## Dataset records
===============

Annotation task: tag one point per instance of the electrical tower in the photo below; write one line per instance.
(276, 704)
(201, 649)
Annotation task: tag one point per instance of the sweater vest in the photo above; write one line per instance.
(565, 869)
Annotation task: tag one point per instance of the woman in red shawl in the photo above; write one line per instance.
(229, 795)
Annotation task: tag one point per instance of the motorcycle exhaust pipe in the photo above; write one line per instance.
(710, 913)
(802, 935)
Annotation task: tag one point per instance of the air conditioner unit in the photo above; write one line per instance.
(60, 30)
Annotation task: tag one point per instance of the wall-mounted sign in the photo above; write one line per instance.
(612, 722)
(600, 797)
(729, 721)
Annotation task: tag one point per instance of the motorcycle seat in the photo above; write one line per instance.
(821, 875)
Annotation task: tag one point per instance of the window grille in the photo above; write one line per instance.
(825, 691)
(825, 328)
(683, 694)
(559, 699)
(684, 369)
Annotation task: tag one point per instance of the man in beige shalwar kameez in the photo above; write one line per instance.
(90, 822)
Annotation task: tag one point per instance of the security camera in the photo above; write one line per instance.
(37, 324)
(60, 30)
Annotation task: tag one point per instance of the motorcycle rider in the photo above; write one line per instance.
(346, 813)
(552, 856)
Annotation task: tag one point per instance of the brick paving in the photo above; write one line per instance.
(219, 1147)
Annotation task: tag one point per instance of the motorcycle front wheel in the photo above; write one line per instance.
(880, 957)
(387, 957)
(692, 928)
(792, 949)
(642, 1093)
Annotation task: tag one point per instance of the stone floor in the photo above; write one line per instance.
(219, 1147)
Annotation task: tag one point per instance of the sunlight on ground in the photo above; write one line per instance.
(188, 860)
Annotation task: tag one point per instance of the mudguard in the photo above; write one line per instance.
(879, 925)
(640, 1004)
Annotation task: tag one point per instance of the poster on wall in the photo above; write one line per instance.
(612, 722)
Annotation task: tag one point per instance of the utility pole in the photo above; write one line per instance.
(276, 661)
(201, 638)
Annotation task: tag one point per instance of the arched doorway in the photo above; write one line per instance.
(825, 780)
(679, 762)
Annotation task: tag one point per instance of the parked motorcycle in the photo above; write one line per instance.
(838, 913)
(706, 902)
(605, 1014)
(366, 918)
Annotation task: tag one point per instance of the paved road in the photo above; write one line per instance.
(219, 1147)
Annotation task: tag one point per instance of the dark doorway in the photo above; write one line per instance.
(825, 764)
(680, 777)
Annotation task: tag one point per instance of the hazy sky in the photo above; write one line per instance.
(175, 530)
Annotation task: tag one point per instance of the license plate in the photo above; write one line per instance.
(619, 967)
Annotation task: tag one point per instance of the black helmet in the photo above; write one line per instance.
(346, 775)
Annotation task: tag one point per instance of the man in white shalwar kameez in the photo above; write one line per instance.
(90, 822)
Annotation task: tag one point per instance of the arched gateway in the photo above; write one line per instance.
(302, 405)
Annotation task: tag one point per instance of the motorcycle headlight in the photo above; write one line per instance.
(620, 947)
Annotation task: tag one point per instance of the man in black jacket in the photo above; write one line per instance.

===============

## WORK TASK
Write out every record verbatim.

## ANSWER AREA
Annotation task: tag one point per instance of the electrical tower in the photo below; write one line per instance.
(276, 704)
(201, 649)
Annotation task: tag one point per instance of the sweater vest in the photo above; write one line per instance.
(565, 869)
Annotation task: tag one point per instance of the woman in red shawl in the photo above; write one line per instance.
(229, 795)
Annotation task: tag one point per instance of the motorcycle exhaust pipe in the photo above; write one line per instance.
(710, 913)
(802, 935)
Annotation task: tag one point per instance of the air conditioner unit in the photo above; write one line per instance.
(60, 30)
Annotation task: tag one point per instance of the wall-mounted sign in the photo above; write one line per instance.
(612, 722)
(600, 797)
(729, 721)
Annotation task: tag one point per instance of the motorcycle seat in the photo above; write one line per instance.
(821, 875)
Annotation task: tag one point per instance of the window grille in the photo above; write one line per instance.
(825, 691)
(825, 328)
(683, 694)
(559, 699)
(684, 369)
Annotation task: tag one point per instance of the man in beige shalwar kameez in the photo above; write one line per instance.
(90, 822)
Annotation task: tag one point per instance of the security camera in the photo above; write one line per instance.
(37, 324)
(60, 30)
Annotation task: tag one point per instance of the motorcycle rider in the photo above; write one line per instance.
(346, 813)
(552, 856)
Annotation task: tag one point per instance of the brick paving in the photo above; write one line per instance.
(219, 1147)
Annotation task: tag one point per instance of the motorcycle front wheel in the photo above; write one line per instance.
(880, 957)
(387, 957)
(692, 928)
(792, 949)
(642, 1093)
Annotation task: tag one point per instance of the stone floor in the photo above; write one line per instance.
(219, 1147)
Annotation task: tag one point per instance of the sunlight on ground in the photo above; write one line per instance.
(188, 860)
Annotation task: tag one point per instance of the mudguard in the photo above; write one line per instance.
(879, 925)
(640, 1004)
Annotation task: tag one point per instance of the poster on wall in the photo above; write one line per instance.
(612, 722)
Annotation task: tag one point per instance of the utility pole in the photo above; write one line per instance.
(276, 661)
(201, 638)
Annotation task: tag one point per instance of the arched doorway in the photo above; write one line per instance.
(825, 780)
(679, 762)
Annotation task: tag one point per instance of the parked motorcycle in the photo above; write one line per instance.
(838, 913)
(706, 902)
(605, 1014)
(366, 918)
Annotation task: tag one point per instance of the paved road in the photo above; write one line per instance.
(219, 1147)
Annotation task: tag one point per instance of the dark doorway in the photo above; write one line per instance.
(825, 764)
(680, 777)
Annotation task: tag one point per instance of the hazy sky in the photo above; write one line per instance.
(175, 530)
Annotation task: tag one point per instance of the license plate in the photo above; write one line per instance.
(619, 967)
Annotation task: tag one point per instance of the black helmet in the photo above; write one line per instance.
(346, 775)
Annotation task: tag one point per instance of the man in white shalwar kameez in the photo above; write one line per instance.
(90, 822)
Annotation task: tag one point per instance of the arched gateway in the photo above; write one line per instance.
(302, 405)
Annotation task: tag one point per instance of the motorcycle headlight in the photo above; write one line per instance.
(620, 947)
Annotation task: tag one point per instance of the man in black jacket in the photo above; write one line per instance.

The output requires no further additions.